Locate every line in the material that contains the string "claw" and copy each one. Matching is case-sensitive.

(Shape boundary entries)
◇ ◇ ◇ ◇ ◇ ◇ ◇

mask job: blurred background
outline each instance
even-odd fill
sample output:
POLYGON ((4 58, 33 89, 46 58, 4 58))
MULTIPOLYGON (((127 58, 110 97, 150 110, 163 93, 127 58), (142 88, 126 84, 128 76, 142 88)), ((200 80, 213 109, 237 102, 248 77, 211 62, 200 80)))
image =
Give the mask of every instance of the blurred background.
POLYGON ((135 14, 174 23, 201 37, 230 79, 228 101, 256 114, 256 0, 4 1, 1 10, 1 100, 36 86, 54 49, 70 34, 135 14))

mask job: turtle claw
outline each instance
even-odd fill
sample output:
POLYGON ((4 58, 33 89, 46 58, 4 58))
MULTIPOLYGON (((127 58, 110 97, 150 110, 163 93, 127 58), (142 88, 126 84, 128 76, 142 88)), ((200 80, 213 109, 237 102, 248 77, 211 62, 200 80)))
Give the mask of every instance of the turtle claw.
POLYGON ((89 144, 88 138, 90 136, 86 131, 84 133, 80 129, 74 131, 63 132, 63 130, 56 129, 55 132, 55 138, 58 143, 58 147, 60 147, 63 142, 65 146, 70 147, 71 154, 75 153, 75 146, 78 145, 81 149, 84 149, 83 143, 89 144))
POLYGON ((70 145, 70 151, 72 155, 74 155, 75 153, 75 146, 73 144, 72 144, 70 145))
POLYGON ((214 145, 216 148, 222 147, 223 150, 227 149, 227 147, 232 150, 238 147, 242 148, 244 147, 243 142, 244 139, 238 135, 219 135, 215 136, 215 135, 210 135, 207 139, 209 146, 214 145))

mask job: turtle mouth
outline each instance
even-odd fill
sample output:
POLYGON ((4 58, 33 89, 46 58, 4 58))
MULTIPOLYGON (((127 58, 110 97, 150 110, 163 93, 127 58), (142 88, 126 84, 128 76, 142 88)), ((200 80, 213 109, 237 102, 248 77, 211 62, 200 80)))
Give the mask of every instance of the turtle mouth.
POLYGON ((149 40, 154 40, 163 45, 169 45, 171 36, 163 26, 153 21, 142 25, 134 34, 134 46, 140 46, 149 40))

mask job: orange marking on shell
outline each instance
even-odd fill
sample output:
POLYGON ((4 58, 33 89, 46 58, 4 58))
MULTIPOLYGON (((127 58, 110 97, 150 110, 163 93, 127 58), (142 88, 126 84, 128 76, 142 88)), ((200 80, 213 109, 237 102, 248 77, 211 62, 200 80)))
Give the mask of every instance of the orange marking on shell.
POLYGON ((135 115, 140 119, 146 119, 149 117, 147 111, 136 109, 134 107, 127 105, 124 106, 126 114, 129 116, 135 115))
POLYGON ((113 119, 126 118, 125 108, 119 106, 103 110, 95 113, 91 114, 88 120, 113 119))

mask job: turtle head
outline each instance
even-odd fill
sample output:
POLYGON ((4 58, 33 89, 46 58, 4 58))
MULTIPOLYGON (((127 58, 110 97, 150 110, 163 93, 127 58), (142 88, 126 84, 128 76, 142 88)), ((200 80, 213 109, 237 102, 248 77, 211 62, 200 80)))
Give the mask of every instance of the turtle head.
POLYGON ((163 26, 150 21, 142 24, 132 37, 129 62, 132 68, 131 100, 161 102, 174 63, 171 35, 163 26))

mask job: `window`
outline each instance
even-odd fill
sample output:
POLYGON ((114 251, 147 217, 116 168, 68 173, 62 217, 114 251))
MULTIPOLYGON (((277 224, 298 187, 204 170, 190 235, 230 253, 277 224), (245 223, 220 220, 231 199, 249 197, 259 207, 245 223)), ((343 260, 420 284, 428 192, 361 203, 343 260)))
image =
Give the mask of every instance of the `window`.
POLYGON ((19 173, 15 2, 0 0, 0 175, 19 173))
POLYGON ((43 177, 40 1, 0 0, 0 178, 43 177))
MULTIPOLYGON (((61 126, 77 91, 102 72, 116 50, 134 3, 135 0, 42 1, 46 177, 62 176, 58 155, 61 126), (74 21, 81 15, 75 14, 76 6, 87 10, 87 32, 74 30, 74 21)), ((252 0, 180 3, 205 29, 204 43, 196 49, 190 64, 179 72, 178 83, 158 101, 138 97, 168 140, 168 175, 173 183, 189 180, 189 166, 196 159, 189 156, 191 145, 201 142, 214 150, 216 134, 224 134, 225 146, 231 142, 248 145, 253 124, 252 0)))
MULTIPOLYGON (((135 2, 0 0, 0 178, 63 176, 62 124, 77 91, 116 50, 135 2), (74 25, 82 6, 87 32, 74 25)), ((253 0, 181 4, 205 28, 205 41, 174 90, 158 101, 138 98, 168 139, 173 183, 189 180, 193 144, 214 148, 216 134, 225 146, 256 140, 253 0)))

◇ ◇ ◇ ◇ ◇ ◇ ◇

◆ **Answer to the problem**
mask job: turtle claw
Give the mask of every instance of the turtle claw.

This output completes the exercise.